What this task involves: Arrange the data from the line containing "In this exercise you will pick out the man" through the line containing "Target: man wearing sunglasses", both included, as a Markdown table with the columns Row and Line. Give one numbered row per line and leave out blank lines.

Material for this task:
· · · ·

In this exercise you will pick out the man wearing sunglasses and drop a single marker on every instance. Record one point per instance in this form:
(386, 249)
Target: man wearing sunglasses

· · · ·

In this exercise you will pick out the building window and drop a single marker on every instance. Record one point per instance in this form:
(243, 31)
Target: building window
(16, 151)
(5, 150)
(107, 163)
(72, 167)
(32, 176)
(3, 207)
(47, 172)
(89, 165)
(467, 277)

· · · ·

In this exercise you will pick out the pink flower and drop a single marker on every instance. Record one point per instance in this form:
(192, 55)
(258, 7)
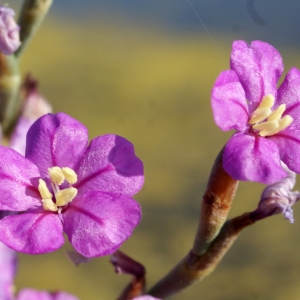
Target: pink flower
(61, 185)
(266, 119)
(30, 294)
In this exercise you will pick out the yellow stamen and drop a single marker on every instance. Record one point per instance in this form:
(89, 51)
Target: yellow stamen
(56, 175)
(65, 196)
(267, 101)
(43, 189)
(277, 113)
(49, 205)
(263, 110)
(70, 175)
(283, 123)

· · · ·

Expected answer:
| Row | Line |
|---|---|
| 1 | In this exercise you will pick out the man wearing sunglasses and drop a single marker on every instance. Record one point per instance in this form: |
| 2 | (386, 249) |
| 3 | Target: man wearing sunglasses |